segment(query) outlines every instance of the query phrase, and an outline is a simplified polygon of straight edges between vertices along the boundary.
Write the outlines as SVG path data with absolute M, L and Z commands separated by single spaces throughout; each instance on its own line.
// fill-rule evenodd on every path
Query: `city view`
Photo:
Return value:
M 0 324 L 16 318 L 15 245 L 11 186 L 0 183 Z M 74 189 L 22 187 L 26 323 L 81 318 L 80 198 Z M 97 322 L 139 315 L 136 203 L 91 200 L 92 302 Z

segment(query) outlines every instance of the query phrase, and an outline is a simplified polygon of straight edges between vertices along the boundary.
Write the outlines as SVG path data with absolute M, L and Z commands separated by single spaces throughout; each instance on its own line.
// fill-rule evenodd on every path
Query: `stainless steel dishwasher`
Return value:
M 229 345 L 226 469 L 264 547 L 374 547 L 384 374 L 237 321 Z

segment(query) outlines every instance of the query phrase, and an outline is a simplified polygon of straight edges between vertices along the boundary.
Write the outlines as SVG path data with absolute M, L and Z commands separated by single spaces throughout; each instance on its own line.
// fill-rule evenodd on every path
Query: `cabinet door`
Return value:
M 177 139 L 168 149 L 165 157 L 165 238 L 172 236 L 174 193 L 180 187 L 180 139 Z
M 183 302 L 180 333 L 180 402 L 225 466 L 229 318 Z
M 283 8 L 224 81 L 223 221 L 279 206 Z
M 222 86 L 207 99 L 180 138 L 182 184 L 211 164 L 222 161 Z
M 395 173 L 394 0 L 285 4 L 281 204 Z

# # # #

Your task:
Put each line of the material above into a numbered list, omitting the blank lines.

Full output:
1. segment(query) outlines every instance of the query phrase, and an outline is a simplified polygon of straight edges between vertices along the boundary.
2. Write the outlines as SVG path data with absolute M, L and Z commands separated by single spaces throughout; each instance on its own line.
3. // fill-rule evenodd on every path
4. Query: `city view`
5. Photo:
6. Return value:
7. M 0 324 L 16 318 L 15 245 L 11 186 L 0 183 Z M 74 189 L 22 187 L 26 323 L 81 318 L 80 198 Z M 97 322 L 139 315 L 136 203 L 91 200 L 92 302 Z
8. segment(query) outlines every instance of the query phrase, and an outline is a simplified polygon of straight edges between vertices along the boundary.
9. Write the outlines as SVG path data with absolute M, L and Z commands separated by single spaces throughout; each instance on its own line.
10. // fill-rule evenodd on every path
11. Query: `stainless steel dishwasher`
12. Return value:
13. M 229 345 L 226 469 L 264 547 L 374 547 L 384 374 L 237 321 Z
14. segment(query) outlines every instance of the query phrase, and an outline is a simplified polygon of straight edges between vertices along the boundary.
15. Write the outlines as SVG path data with absolute M, L and Z commands separated by single spaces throughout; each instance on its own line.
16. // fill-rule evenodd on every path
17. Query: `cabinet door`
18. Return value:
19. M 177 139 L 168 149 L 165 157 L 165 238 L 172 236 L 174 193 L 180 187 L 180 139 Z
20. M 183 302 L 180 333 L 180 402 L 225 466 L 229 318 Z
21. M 283 8 L 224 81 L 223 221 L 279 206 Z
22. M 222 86 L 207 99 L 180 138 L 182 184 L 211 164 L 222 161 Z
23. M 395 173 L 394 0 L 285 4 L 281 204 Z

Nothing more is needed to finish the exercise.